OBJECTIVE A: Rewrite the paragraph of the excerpt on karst and caves that begins "Caves contain unique and irreplaceable" as a concise bulleted list that keeps its main facts.
OBJECTIVE B: According to the excerpt on karst and caves, how large is China's karst surface area?
OBJECTIVE C: From the excerpt on karst and caves, output the text between "In this context, the" and "and scientific value.", inclusive.

DOCUMENT EXTRACT:

The name 'Karst' comes from the Slovenian Karst Plateau9,10. We can define karst as terrain with distinctive hydrology and landforms that arise from a combination of high rock solubility and well-developed secondary (fracture) porosity11. Karst is found not only on the surface but also below it, including dissolution features such as caves, voids, sinking springs, and underground springs and rivers. Carbonate rocks, such as limestone, are the most typical lithology in which karst landscapes are created, due to their solubility9. In most cases, carbonate rocks are dissolved by slightly acidic water infiltrating the rock. The acidity primarily derives from CO2 present in the air and soil, which slowly dissolves into meteoric water, reducing its pH and increasing its corrosion capability10. According to the analysis, 15.2% of the global ice-free continental surface is characterized by soluble carbonate rock, representing potential karst aquifers with surface or near-surface exposure. China is the country with the largest karst surface area, 2.55 million km2, corresponding to 26.5% of the land surface12,13,14.

Caves contain unique and irreplaceable geological evolutionary landscapes and cultural historical relics, offering significant value for both observation and scientific research15. For instance, the rock structures and mineral deposits in some caves provide geologists with crucial clues about crustal movements and ancient climates. The cultural relics found in caves, such as traces of ancient human habitation and rock paintings, are invaluable for archaeological and historical studies16. With the growth of tourism, more natural caves are being developed as tourist attractions. This not only allows the public to experience nature and the magical beauty of caves but also boosts local economies. However, the development and use of caves also face the challenge of balancing protection and exploitation. Excessive commercialization can cause irreversible damage to the natural environment and cultural relics of caves. The karst disturbance index (KDI) is a method for systematically and holistically measuring human disturbance to karst environments17,18,19.

In this context, the development of high-precision, real scene 3D models become particularly important. By creating an accurate and vivid digital replica, it not only offers visitors a new way to explore the caves, reducing the impact on their natural environment, but also provides scientists with an effective tool for studying and analyzing caves. Scientists can utilize this data to study the formation processes of caves or for various other purposes. Therefore, creating high-precision, real scene 3D models of cave landscapes, based on laser scanning and photogrammetry, holds significant practical and scientific value.

LISTING:

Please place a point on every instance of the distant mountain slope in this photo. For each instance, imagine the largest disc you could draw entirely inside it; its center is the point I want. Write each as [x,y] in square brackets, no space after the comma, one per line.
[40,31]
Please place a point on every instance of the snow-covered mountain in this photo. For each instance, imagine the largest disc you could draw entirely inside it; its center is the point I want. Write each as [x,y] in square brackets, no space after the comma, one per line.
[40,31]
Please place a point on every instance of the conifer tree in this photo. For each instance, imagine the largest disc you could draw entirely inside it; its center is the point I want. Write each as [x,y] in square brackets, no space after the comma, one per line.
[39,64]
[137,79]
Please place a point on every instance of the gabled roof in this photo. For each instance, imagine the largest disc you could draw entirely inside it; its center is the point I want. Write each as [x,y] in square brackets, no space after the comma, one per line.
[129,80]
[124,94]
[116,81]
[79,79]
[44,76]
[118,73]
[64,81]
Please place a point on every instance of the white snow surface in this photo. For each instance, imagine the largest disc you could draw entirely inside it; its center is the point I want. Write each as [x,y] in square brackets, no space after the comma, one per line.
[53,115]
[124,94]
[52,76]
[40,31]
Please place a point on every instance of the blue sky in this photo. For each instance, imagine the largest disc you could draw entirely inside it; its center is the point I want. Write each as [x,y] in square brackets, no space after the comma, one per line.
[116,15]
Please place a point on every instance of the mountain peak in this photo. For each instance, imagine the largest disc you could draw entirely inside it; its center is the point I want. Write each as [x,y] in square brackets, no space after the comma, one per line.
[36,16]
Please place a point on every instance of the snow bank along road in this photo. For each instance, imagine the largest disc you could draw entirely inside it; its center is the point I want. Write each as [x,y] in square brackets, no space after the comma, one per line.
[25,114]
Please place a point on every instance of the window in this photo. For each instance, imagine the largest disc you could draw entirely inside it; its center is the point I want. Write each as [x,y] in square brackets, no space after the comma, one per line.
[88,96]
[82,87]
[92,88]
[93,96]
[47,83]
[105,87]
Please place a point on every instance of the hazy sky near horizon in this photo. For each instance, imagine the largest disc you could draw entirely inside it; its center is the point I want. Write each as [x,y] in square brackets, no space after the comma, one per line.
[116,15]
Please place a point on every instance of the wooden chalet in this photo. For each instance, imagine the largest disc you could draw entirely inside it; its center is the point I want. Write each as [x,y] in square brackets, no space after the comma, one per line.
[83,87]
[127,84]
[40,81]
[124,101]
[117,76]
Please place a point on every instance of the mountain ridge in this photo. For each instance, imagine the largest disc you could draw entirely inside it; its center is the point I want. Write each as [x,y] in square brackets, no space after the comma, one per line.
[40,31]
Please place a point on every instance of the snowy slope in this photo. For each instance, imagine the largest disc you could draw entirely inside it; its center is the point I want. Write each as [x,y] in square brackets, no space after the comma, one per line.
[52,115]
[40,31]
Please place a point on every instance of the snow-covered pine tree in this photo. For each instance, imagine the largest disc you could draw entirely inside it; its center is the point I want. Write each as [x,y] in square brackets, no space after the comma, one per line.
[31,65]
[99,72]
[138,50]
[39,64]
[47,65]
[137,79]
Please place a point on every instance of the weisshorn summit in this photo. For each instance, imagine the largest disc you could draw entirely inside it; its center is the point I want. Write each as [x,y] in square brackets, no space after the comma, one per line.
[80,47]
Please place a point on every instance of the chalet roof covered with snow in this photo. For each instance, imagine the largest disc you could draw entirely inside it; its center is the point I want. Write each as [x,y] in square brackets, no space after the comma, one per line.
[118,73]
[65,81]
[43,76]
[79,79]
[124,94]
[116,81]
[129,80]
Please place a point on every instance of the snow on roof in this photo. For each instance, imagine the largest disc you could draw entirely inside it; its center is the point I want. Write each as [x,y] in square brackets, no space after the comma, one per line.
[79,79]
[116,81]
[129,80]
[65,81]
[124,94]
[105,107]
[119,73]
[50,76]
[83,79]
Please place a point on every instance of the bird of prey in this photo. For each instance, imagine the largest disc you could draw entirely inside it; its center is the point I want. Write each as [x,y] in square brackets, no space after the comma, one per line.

CORRECT OUTPUT A:
- Caves hold unique, irreplaceable geological landscapes and cultural historical relics that are valuable for observation and scientific research.
- Rock structures and mineral deposits in some caves give geologists clues about crustal movements and ancient climates.
- Cultural relics in caves, such as traces of ancient human habitation and rock paintings, are invaluable for archaeology and history.
- As tourism grows, more natural caves are developed as attractions, which lets the public experience them and boosts local economies.
- Cave development must balance protection and exploitation, because excessive commercialization can irreversibly damage the natural environment and cultural relics.
- The karst disturbance index (KDI) systematically and holistically measures human disturbance to karst environments.

CORRECT OUTPUT B: 2.55 million km², which is 26.5% of the land surface.

CORRECT OUTPUT C:
In this context, the development of high-precision, real scene 3D models become particularly important. By creating an accurate and vivid digital replica, it not only offers visitors a new way to explore the caves, reducing the impact on their natural environment, but also provides scientists with an effective tool for studying and analyzing caves. Scientists can utilize this data to study the formation processes of caves or for various other purposes. Therefore, creating high-precision, real scene 3D models of cave landscapes, based on laser scanning and photogrammetry, holds significant practical and scientific value.